WORK TASK - Every entry should be given again exactly, with nothing dropped.

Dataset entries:
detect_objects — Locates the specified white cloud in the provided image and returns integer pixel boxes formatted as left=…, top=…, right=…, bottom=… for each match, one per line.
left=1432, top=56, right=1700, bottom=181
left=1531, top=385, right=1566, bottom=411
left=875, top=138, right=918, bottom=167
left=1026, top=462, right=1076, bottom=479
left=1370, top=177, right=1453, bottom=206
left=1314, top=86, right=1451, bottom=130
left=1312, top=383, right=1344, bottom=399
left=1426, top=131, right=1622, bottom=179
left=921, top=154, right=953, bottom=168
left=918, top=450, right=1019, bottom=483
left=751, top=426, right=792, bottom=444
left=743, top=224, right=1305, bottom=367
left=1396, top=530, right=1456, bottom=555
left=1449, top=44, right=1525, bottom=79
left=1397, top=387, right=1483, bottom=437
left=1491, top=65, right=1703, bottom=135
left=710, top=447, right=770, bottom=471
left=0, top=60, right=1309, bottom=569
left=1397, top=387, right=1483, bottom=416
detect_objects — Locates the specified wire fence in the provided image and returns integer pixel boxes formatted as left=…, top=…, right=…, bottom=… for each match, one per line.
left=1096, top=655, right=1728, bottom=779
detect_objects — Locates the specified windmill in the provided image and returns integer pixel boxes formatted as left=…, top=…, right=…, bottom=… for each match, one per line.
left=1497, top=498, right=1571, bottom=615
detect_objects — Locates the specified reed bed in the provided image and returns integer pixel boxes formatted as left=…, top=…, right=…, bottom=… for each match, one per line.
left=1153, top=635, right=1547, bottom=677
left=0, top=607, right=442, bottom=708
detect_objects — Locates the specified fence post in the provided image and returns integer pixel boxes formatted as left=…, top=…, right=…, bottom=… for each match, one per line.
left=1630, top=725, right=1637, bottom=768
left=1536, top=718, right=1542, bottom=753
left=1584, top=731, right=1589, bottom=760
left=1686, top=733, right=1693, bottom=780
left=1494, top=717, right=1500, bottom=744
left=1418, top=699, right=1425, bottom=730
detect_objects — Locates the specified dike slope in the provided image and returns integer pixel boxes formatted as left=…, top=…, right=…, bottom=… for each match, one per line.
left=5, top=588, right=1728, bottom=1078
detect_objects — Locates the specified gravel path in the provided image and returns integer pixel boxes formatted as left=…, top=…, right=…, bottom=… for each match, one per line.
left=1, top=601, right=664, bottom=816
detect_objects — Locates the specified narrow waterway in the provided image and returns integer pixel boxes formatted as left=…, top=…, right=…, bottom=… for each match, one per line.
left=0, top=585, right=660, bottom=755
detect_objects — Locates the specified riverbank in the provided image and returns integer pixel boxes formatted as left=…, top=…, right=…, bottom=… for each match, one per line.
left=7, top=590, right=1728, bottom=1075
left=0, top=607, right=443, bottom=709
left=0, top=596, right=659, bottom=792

OUTPUT BELOW -
detect_objects — Locates the specified white cloud in the provided image and returns integer pixel boxes formatted as left=…, top=…, right=…, bottom=… for each match, one per line.
left=1432, top=56, right=1700, bottom=181
left=1531, top=385, right=1566, bottom=411
left=875, top=138, right=918, bottom=167
left=1026, top=462, right=1076, bottom=479
left=1370, top=177, right=1453, bottom=206
left=1314, top=86, right=1451, bottom=130
left=1312, top=383, right=1344, bottom=399
left=1426, top=131, right=1622, bottom=179
left=921, top=154, right=953, bottom=168
left=918, top=450, right=1019, bottom=483
left=751, top=426, right=792, bottom=444
left=743, top=224, right=1305, bottom=367
left=1396, top=530, right=1456, bottom=555
left=1449, top=44, right=1525, bottom=79
left=1397, top=387, right=1483, bottom=437
left=1491, top=65, right=1703, bottom=135
left=710, top=447, right=770, bottom=471
left=0, top=60, right=1309, bottom=569
left=1397, top=387, right=1483, bottom=416
detect_objects — Locates the specified wire fence in the provided image and returns integer pixel boxes formatted as left=…, top=…, right=…, bottom=… for each match, one per line.
left=1096, top=655, right=1728, bottom=779
detect_objects — Locates the specified windmill in the provided image and returns integer pixel boxes formatted as left=…, top=…, right=…, bottom=… for each match, one per line.
left=1497, top=498, right=1571, bottom=615
detect_objects — Locates the specified reed bed in the provided image and returns integer pixel boxes formatted as left=…, top=…, right=…, bottom=… for each match, one per line.
left=1153, top=635, right=1547, bottom=677
left=0, top=607, right=442, bottom=708
detect_objects — Locates the specified fence post in the provided image and returns integer pixel boxes formatted as left=…, top=…, right=…, bottom=… for each match, one per line.
left=1630, top=725, right=1637, bottom=768
left=1536, top=718, right=1542, bottom=753
left=1584, top=731, right=1589, bottom=760
left=1686, top=733, right=1693, bottom=780
left=1494, top=717, right=1500, bottom=744
left=1418, top=699, right=1425, bottom=730
detect_objects — Locates the specified dike slope in the provided image and returns integer pixel boxes formatted as left=…, top=…, right=…, bottom=… for each match, one per line.
left=5, top=588, right=1728, bottom=1078
detect_objects — Locates the specified gravel path in the provided image and returns integer pixel boxes formatted as left=…, top=…, right=…, bottom=… for each match, one per line.
left=1, top=601, right=664, bottom=816
detect_objects — Locates the specified narrow waterway in the provided image and returns integer pixel boxes formatted as left=…, top=…, right=…, bottom=… for each match, one per line.
left=0, top=585, right=660, bottom=755
detect_objects — Locates the specified riverbank in the provided image and returns integer pixel boxes formatted as left=…, top=…, right=…, bottom=… for each match, one per line.
left=7, top=590, right=1728, bottom=1075
left=0, top=607, right=443, bottom=709
left=0, top=596, right=659, bottom=792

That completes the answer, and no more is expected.